Entries from a pointing dataset:
---

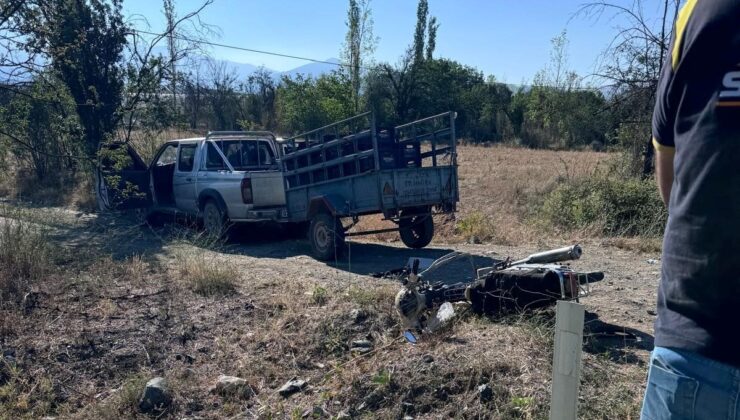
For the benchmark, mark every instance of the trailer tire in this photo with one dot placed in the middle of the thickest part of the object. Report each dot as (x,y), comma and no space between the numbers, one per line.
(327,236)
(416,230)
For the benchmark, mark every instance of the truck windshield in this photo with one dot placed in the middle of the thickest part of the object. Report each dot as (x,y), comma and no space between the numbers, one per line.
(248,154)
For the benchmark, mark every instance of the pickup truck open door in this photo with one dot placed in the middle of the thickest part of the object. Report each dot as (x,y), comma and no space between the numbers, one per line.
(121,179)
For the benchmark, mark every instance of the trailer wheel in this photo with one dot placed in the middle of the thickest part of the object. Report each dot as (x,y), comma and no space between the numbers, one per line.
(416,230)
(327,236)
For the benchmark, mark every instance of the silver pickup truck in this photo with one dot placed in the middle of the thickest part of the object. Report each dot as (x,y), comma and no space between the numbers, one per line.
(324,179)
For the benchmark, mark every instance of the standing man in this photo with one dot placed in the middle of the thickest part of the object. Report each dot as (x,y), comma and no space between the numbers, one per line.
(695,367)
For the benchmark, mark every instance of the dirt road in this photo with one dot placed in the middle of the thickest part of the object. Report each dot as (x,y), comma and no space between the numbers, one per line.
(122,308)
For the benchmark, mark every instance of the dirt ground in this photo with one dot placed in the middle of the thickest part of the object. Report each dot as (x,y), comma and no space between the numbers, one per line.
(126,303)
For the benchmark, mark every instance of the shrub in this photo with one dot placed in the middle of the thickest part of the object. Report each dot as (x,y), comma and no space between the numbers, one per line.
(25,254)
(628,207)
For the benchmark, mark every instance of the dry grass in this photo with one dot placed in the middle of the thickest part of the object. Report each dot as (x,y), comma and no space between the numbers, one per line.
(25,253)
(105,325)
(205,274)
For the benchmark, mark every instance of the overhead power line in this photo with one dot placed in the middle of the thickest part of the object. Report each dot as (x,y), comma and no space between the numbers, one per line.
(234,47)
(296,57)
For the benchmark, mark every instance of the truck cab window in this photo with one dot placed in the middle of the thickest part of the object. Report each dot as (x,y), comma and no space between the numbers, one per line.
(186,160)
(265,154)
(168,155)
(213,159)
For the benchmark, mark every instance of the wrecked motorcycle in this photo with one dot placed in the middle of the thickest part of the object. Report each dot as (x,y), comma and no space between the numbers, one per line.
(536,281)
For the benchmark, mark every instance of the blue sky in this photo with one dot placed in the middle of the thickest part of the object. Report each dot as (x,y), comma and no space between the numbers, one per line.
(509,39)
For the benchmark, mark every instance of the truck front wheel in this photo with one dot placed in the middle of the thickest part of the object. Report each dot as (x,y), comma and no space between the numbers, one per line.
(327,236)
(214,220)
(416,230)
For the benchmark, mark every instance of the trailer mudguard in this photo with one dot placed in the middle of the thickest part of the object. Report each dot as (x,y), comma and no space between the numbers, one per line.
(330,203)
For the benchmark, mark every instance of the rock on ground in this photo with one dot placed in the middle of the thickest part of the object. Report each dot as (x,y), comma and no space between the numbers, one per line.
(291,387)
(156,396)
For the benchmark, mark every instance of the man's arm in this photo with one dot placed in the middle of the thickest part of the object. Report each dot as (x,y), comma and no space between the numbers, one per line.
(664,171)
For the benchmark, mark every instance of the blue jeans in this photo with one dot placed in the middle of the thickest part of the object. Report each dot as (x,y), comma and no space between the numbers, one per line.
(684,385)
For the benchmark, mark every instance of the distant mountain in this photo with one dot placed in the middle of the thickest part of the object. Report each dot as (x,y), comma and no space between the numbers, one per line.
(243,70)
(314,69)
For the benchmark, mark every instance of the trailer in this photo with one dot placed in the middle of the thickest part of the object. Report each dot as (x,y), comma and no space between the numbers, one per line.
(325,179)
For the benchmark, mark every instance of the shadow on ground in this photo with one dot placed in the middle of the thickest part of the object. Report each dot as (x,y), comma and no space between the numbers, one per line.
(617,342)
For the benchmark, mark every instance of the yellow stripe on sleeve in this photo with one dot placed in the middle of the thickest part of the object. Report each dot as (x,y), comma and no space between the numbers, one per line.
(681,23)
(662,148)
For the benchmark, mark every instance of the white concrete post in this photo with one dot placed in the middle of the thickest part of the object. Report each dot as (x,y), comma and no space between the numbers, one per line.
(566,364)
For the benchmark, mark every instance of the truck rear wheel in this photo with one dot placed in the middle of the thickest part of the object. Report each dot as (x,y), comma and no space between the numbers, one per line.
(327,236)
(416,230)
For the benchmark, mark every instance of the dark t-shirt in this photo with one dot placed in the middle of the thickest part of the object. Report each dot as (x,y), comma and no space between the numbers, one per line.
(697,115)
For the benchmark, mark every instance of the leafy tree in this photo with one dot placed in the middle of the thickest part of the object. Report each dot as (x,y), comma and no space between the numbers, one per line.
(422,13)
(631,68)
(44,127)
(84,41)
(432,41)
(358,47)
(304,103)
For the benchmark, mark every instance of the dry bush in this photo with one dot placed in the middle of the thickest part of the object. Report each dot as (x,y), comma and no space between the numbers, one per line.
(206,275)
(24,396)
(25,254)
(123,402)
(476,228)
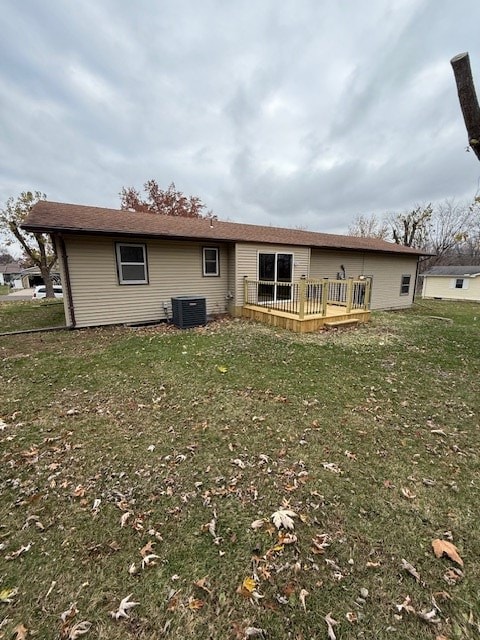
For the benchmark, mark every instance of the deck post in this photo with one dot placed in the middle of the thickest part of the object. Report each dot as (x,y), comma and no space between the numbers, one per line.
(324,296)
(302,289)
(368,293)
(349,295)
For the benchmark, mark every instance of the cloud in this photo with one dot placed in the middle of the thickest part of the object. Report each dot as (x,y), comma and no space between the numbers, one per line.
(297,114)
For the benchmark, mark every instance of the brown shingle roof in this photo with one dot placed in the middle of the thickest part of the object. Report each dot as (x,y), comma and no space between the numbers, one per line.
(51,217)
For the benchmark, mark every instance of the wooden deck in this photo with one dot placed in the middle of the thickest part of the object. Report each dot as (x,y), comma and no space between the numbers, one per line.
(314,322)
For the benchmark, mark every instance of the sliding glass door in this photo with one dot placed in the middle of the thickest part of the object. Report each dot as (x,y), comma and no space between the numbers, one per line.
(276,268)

---

GOAL: Your output should consist solely of the lines from the line containing "For the benchmark, mark every instance of the dry bush" through the end of the data above, copied exactly, with images removed.

RESULT OF THE EXERCISE:
For the benchmark, mark every instance of the dry bush in this photo with one dot placed in the middle of the thickest part of the object. Report each dot as (x,y), comma and no space between the numbers, one per line.
(206,275)
(24,396)
(25,254)
(123,402)
(476,228)
For the benchmark, mark every instance of the deck post in this photo with one dot placed in the middle of the thickest part of the object. Report each dot as (x,y), comma and no space between the numbers, one per line.
(324,296)
(302,289)
(368,293)
(349,295)
For the benchmark, mark every instance of the cloud in this photo with one dot placed in the middle of the thickest part of the object. Report each dot as (x,y), comma and no space between the numbers, one per line.
(297,114)
For the benchmark, mark every instance of the brown shingle roof in this photo with one dot placed in the middle of the thickest part of the object. Report each dot as (x,y), comma and no space between the numbers, one per line.
(51,217)
For the benchmark, mark every instance of the wooden deck in this photo with one dot placed in the middle of the thickest part of the object. Report each dot as (x,y), comma and no space between the numbers, one per line.
(314,322)
For the benchmark, mark every instance of the sliding glass door in this photo with one dot placed in the middle of the thickest part of the object. Report each dot as (x,y), comma and no space between the numbers, one per line.
(276,268)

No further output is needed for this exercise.